## DATASET:

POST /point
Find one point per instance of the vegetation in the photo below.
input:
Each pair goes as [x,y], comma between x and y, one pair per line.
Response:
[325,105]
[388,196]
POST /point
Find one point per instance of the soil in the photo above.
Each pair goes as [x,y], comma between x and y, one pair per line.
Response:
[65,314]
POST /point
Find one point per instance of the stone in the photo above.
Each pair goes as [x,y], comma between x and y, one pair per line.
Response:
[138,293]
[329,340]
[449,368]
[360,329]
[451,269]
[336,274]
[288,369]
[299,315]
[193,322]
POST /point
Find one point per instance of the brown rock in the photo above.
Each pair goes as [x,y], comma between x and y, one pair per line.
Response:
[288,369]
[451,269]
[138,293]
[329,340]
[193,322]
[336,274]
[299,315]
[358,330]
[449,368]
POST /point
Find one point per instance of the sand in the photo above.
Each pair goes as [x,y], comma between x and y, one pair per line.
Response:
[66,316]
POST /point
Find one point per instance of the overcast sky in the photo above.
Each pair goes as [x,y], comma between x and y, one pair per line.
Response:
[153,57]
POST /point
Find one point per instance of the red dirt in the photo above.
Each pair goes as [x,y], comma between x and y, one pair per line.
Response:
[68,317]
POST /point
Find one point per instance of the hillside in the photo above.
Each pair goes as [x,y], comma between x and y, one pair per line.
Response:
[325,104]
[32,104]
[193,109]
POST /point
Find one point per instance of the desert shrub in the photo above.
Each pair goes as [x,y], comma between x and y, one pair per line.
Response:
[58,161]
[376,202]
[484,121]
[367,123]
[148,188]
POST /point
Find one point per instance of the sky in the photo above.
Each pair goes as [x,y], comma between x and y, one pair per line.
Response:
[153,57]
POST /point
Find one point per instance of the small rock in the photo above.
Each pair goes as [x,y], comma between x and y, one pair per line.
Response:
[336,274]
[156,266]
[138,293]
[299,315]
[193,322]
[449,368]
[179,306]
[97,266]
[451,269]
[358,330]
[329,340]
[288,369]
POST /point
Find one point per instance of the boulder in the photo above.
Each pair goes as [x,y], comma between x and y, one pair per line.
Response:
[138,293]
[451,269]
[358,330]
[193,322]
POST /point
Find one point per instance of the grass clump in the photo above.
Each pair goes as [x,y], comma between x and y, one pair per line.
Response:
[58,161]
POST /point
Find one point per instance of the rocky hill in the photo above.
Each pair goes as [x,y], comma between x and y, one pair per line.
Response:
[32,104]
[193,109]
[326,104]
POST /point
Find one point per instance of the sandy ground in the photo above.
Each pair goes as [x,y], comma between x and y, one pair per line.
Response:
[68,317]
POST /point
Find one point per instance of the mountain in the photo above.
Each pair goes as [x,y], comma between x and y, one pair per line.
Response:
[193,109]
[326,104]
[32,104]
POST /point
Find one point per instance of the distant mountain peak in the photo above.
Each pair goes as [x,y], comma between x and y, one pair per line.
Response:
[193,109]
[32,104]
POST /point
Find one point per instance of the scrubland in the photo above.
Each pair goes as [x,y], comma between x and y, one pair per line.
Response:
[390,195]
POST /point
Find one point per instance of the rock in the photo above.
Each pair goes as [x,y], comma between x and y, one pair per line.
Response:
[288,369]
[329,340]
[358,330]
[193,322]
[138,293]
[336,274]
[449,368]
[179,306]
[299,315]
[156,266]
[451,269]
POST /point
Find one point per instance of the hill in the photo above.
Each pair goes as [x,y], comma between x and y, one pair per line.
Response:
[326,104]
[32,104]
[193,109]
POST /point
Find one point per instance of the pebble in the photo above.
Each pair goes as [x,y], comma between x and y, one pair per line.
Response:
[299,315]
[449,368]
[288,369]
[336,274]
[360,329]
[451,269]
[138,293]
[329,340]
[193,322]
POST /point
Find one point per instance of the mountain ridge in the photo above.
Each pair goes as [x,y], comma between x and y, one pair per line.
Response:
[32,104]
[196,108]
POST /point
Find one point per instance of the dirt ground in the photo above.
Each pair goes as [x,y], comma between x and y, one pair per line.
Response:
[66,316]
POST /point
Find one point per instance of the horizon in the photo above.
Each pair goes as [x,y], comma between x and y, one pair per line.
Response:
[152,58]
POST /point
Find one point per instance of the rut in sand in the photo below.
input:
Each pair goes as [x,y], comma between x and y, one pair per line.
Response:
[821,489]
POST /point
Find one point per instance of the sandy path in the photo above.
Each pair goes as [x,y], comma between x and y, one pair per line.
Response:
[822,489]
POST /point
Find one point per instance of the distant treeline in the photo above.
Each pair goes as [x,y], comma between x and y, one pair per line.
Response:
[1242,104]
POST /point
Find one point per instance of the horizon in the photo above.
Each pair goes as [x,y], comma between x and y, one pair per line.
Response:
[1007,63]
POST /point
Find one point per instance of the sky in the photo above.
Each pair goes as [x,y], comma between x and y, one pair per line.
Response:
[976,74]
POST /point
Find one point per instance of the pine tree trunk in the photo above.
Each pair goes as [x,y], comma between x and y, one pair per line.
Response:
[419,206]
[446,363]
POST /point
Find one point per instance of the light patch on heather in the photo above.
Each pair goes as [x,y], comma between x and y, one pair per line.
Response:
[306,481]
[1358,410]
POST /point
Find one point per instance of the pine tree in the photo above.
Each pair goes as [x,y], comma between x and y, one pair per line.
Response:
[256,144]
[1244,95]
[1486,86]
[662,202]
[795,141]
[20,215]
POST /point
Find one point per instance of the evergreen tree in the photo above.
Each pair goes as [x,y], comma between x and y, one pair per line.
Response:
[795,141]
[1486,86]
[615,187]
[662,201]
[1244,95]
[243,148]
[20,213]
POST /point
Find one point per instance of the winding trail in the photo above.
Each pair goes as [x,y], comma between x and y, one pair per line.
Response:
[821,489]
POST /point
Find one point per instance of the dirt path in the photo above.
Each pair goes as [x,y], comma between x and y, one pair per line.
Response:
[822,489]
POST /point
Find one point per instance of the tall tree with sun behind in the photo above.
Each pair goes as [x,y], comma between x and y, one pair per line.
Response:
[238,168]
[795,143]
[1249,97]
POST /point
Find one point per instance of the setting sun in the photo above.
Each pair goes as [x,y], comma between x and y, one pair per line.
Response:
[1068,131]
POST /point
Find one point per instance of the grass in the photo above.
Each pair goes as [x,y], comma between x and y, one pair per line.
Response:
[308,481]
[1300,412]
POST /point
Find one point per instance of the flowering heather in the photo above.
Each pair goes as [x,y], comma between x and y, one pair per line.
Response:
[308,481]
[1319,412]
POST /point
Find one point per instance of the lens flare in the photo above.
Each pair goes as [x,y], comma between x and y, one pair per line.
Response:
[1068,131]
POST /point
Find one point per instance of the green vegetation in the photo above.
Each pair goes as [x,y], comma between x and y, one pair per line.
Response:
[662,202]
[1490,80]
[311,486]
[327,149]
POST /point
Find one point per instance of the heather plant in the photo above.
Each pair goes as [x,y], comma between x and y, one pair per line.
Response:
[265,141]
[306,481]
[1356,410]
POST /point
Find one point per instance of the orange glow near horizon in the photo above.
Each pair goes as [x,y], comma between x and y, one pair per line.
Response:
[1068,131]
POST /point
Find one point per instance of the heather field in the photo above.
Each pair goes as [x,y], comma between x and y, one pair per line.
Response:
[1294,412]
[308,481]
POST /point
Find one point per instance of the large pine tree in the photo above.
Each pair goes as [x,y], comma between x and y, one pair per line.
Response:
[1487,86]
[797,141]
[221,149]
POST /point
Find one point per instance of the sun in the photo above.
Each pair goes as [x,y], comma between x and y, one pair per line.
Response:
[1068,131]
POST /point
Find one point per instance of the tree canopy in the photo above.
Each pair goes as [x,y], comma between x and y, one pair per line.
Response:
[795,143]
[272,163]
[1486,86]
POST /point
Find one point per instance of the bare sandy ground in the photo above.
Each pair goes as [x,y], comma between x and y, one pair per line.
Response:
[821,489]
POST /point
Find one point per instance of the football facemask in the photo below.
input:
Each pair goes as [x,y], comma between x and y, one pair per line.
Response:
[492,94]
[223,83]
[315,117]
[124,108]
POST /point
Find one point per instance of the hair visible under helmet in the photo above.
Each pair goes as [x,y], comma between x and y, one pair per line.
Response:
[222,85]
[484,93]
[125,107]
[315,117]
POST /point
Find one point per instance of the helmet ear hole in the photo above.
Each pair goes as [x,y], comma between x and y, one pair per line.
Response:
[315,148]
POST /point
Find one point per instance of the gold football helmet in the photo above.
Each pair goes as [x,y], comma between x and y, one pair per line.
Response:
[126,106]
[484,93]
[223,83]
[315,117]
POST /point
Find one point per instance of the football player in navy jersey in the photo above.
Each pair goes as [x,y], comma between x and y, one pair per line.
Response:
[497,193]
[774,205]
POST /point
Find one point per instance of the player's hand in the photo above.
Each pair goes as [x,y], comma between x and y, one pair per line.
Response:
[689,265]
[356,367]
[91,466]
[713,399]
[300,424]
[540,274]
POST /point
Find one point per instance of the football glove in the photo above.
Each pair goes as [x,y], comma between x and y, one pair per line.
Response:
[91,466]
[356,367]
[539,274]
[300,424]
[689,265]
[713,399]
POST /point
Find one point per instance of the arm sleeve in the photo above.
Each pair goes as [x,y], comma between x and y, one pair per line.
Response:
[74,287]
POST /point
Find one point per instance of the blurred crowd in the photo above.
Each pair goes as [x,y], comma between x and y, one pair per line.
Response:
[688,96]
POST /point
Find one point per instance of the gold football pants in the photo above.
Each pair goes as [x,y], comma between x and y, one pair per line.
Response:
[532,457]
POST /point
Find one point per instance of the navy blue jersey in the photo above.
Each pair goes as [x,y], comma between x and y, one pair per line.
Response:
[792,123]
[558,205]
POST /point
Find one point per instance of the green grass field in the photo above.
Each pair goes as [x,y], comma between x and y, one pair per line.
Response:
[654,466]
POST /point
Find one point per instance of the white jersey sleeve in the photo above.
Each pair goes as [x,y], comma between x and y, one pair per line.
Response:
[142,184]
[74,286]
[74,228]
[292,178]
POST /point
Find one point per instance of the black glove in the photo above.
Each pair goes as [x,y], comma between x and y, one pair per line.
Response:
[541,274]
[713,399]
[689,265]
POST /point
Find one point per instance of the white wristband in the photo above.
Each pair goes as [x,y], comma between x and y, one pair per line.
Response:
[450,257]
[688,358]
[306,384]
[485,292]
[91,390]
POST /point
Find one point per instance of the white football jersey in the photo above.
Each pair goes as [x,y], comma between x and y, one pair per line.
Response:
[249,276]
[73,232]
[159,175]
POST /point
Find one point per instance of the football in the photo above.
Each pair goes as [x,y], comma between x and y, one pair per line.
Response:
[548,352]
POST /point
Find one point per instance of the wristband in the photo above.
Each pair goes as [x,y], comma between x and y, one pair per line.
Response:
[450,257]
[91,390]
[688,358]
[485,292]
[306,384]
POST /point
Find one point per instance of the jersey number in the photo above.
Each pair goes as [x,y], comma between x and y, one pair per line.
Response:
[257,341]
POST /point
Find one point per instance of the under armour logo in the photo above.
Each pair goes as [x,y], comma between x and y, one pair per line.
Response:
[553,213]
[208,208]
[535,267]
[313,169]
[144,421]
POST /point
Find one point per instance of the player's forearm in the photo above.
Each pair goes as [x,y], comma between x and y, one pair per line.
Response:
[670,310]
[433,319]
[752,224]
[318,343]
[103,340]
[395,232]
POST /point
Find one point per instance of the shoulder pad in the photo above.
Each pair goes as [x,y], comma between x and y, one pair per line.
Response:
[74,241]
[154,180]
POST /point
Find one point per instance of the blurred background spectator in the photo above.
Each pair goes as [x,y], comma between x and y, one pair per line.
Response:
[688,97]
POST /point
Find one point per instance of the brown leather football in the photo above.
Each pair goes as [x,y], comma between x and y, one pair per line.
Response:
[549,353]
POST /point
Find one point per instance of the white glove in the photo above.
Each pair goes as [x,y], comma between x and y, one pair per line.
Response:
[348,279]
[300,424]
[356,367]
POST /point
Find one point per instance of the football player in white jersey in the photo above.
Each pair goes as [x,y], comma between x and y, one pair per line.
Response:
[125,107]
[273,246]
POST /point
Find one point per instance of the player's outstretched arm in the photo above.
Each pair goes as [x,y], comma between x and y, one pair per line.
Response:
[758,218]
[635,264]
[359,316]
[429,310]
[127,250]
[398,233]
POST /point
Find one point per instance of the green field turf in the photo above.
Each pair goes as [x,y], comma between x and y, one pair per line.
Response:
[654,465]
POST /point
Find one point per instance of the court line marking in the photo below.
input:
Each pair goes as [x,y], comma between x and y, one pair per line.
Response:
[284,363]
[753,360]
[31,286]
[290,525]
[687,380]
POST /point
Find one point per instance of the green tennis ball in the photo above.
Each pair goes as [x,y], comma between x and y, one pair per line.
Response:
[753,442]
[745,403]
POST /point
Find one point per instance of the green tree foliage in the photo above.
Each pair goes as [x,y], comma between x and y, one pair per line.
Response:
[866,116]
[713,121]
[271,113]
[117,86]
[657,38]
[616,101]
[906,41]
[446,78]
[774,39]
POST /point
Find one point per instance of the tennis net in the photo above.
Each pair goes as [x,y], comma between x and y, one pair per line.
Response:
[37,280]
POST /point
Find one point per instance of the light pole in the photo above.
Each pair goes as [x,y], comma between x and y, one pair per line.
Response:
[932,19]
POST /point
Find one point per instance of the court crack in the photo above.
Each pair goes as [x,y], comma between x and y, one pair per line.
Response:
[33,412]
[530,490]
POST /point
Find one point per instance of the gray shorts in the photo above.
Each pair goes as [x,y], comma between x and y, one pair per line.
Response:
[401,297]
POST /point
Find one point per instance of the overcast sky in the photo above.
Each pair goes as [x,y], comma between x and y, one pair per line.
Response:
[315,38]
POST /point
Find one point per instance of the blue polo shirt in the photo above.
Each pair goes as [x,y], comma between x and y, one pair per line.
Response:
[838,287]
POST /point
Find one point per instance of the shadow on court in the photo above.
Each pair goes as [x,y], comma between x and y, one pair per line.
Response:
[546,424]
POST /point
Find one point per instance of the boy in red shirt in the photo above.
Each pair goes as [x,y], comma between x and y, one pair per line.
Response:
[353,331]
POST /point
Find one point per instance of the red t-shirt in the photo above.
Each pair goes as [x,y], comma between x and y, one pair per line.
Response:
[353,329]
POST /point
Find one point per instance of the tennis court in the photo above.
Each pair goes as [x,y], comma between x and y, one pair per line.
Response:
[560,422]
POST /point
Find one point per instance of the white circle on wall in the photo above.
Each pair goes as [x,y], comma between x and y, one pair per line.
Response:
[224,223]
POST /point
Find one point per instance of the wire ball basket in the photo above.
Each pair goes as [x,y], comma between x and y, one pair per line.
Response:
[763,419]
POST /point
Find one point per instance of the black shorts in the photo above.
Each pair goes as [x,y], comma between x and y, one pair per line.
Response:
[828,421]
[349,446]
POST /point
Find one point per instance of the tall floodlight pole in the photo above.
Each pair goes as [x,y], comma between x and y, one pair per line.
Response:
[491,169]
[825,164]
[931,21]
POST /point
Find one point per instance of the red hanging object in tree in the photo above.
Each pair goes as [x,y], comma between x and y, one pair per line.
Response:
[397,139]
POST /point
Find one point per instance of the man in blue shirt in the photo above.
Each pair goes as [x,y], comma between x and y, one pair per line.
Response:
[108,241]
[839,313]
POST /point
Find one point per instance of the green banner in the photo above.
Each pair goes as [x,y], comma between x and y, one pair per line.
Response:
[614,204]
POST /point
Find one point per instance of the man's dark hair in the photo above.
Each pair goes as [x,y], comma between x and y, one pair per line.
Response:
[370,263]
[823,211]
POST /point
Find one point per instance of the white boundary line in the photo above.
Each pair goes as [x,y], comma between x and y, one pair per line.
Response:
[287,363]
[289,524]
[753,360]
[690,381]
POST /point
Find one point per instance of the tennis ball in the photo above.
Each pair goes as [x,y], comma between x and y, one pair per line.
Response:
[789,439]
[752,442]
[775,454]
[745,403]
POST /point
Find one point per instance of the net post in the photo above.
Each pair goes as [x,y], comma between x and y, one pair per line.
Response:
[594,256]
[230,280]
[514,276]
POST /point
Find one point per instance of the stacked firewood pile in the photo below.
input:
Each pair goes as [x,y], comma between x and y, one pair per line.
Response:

## WORK ORDER:
Using the records above, filter out every line that lacks the string "under" and copy the rest.

## REPLY:
Find one point per instance of the hair visible under helmet in the photo above.
Find one point per instance of the under armour logo in the photo above.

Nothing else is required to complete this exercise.